** WHAT TO DO **
All lines below must be repeated exactly, with the pictures omitted.

────────────────────────────────────────

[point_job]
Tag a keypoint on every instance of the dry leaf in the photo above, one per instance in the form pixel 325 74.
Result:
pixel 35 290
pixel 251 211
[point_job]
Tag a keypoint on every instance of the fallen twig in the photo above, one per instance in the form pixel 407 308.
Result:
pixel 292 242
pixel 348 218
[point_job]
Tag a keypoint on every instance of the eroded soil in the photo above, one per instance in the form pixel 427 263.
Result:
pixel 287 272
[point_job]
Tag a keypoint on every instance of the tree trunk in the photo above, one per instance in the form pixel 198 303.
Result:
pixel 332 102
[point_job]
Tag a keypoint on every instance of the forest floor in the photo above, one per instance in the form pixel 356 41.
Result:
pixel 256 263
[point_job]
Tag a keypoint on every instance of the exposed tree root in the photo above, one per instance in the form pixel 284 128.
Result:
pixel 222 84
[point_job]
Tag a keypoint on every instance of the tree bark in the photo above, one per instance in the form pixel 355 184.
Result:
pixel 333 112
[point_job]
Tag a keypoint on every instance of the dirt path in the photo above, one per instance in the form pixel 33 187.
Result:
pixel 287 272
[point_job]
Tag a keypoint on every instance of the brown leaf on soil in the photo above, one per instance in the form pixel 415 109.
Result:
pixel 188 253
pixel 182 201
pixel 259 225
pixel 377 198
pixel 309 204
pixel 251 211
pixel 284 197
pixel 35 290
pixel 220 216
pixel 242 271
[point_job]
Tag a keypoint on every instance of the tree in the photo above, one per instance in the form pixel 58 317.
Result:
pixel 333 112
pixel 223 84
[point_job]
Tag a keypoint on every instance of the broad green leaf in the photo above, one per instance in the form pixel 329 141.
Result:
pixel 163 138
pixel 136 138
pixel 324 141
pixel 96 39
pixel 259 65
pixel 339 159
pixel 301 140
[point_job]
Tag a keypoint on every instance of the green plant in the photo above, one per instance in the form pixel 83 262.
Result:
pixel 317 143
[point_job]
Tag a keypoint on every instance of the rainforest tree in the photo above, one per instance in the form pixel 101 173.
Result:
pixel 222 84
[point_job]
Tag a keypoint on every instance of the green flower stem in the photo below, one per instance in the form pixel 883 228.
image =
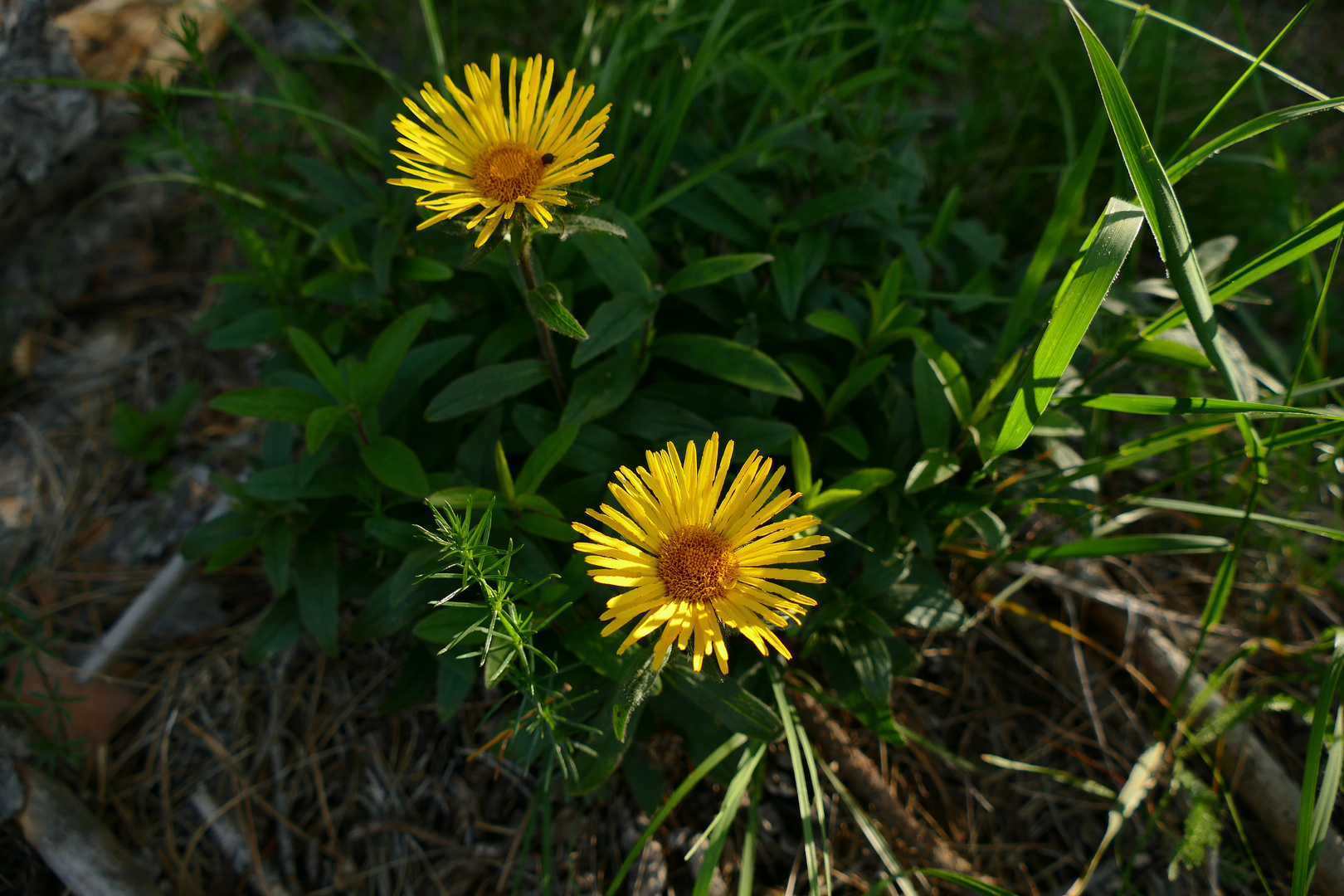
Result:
pixel 543 334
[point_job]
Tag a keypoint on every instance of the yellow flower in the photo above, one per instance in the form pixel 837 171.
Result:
pixel 475 155
pixel 693 563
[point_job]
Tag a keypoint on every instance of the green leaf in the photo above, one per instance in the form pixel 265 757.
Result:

────────────────────────────────────────

** SOLUTION TO THIS EXERCISE **
[point_job]
Tag a keypoint on every instance of the dry leaf in the photo above, one per instance in the form pixel 325 74.
Result:
pixel 35 290
pixel 251 211
[point_job]
Tag a keypoint on every instance of the fallen twig in the photo above, one per instance in the form pixel 407 308.
Result:
pixel 292 242
pixel 348 218
[point_job]
Tag a keypoint on every instance of the eroded soil in the photo above, one per instance in the form pixel 427 263.
Result:
pixel 287 272
[point_job]
Tag a keypoint on every instance of the tree trunk in the photo above, one per instance in the form pixel 198 303.
Result:
pixel 332 102
[point_job]
Tag a keypoint on every instance of the forest floor in the photo above, one per instance in the form pixel 356 41.
Result:
pixel 256 263
[point_job]
Tag a keypoint on every instance of the exposed tree root in the photo above, one per instance in the form pixel 284 128.
Result:
pixel 222 84
[point_job]
Tag a keypoint on every instance of the tree bark in the photo above, one per instance in the form pixel 355 184.
Result:
pixel 333 112
[point_job]
Tag a keypoint on every instance of the dirt path in the photo above, one per instance in the form pixel 33 187.
Result:
pixel 287 272
[point_job]
Tag a keypoint on every instance of the brown leaf on soil in the photo above, one per instance in the form pixel 415 109.
Result:
pixel 188 253
pixel 182 201
pixel 259 225
pixel 377 198
pixel 309 204
pixel 251 211
pixel 284 197
pixel 35 290
pixel 220 216
pixel 242 271
[point_job]
Tag a keypoint on every instance of the tree in the photo above, one per instance in the form pixel 58 317.
Result:
pixel 333 112
pixel 223 84
[point_job]
Tag a keypoint on every instance of the broad green leaf in the photo above, one per instance in the form pixel 329 141.
Result:
pixel 163 138
pixel 136 138
pixel 324 141
pixel 96 39
pixel 259 65
pixel 339 159
pixel 301 140
[point_job]
Tag a keypoint on every instance of the green plant in the photo above, one per instance in the form pixel 83 262.
Result:
pixel 317 143
[point_job]
Tag a keypoint on every instance of the rainforest tree in the photo above, one per instance in the form pixel 101 173.
Result:
pixel 222 84
[point_job]
Tag a keypoint on every instance of the green flower stem in the photo below, one per instance in the form pixel 883 228.
image =
Result:
pixel 543 334
[point_job]
Tag a keypoint on every instance of the yellow flower in the photo above, one per instance in the form pixel 837 171.
Result:
pixel 475 155
pixel 693 563
[point_job]
Tag a keypoint on every instance of the green leaf in the photo above, one per instance in the form pixel 265 757.
Result:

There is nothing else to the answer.